**THE REQUEST**
List each row below that contains the word "grass", copying each one in full. Case counts.

**STORED DATA**
+--

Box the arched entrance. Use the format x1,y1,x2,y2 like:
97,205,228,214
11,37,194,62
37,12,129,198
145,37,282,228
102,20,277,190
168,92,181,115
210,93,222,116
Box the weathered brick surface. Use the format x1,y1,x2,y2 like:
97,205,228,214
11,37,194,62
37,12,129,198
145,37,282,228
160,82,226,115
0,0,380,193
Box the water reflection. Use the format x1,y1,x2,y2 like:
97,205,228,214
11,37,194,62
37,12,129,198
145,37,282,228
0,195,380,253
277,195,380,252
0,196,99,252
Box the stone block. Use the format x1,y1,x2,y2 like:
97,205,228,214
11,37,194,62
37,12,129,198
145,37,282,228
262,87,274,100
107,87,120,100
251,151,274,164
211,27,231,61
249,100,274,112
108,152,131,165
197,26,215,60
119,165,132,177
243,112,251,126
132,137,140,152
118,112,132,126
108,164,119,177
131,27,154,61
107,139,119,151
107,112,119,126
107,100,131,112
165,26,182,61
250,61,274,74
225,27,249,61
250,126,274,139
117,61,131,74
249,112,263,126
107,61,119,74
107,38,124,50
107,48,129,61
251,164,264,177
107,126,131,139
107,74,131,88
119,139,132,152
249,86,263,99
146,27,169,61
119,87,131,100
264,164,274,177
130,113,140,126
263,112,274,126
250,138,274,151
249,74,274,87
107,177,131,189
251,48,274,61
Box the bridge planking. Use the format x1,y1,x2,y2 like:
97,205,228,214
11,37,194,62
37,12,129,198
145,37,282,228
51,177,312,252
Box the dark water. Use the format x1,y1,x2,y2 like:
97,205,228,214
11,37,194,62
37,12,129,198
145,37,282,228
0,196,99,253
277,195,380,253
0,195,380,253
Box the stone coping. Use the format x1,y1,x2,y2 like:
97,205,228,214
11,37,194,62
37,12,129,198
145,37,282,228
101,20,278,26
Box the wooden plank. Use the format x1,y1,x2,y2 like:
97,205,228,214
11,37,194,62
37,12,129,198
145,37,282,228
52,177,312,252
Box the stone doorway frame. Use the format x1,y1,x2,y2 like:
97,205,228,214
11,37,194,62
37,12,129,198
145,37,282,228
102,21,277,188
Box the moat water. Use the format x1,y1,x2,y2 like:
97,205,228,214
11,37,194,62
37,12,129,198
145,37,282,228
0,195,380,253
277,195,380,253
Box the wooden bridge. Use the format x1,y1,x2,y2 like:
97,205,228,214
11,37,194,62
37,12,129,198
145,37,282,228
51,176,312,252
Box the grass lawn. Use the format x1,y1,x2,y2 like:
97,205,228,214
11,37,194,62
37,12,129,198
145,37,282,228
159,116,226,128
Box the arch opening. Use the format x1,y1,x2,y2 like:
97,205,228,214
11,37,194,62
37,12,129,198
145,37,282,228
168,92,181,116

+--

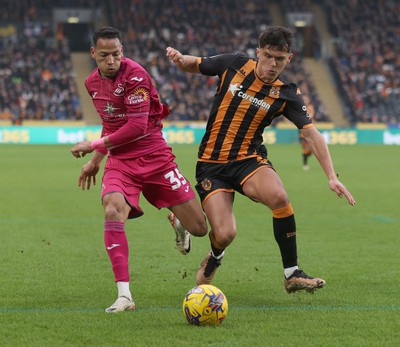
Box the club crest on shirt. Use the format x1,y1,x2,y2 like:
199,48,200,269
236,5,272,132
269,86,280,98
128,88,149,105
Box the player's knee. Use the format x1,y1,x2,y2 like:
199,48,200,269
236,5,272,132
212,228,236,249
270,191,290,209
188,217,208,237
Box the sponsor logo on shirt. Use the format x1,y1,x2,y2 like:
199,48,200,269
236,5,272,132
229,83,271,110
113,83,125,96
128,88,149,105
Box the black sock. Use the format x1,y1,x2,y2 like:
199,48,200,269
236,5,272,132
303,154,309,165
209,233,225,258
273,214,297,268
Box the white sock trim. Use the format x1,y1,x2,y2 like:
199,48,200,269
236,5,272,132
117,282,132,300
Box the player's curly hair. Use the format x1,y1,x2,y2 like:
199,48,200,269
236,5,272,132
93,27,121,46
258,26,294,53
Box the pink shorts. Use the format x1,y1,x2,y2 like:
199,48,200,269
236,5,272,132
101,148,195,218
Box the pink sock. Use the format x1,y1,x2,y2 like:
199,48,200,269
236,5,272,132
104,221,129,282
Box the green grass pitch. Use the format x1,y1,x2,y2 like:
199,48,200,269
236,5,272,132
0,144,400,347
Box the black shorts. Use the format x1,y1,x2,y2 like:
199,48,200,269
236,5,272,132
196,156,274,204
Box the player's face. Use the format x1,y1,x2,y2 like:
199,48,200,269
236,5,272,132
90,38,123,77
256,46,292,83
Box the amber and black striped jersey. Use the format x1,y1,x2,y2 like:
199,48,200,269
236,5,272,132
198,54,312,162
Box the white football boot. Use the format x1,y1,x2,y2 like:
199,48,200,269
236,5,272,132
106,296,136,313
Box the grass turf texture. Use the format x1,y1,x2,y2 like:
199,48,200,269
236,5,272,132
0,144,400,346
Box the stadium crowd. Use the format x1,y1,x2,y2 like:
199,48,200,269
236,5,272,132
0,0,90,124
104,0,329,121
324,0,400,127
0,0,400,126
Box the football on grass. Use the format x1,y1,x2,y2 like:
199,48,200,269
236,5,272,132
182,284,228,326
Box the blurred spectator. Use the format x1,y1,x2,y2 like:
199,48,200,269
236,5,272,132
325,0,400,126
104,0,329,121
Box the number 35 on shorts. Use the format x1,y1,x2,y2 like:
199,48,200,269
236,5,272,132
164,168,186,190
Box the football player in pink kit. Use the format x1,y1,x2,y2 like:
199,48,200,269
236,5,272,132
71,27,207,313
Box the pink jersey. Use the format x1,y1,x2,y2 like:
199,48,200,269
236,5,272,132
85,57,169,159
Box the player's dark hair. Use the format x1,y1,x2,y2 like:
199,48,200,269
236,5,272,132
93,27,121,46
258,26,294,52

+--

**FULL RESPONSE**
Box the grass lawn. Use the format x1,y1,x2,y2 like:
Box the green grass pitch. Use the format x1,y1,x2,y2 like:
Box the grass turf texture. Use the format x1,y1,x2,y2 like:
Box the football on grass. Use the format x1,y1,x2,y2 like:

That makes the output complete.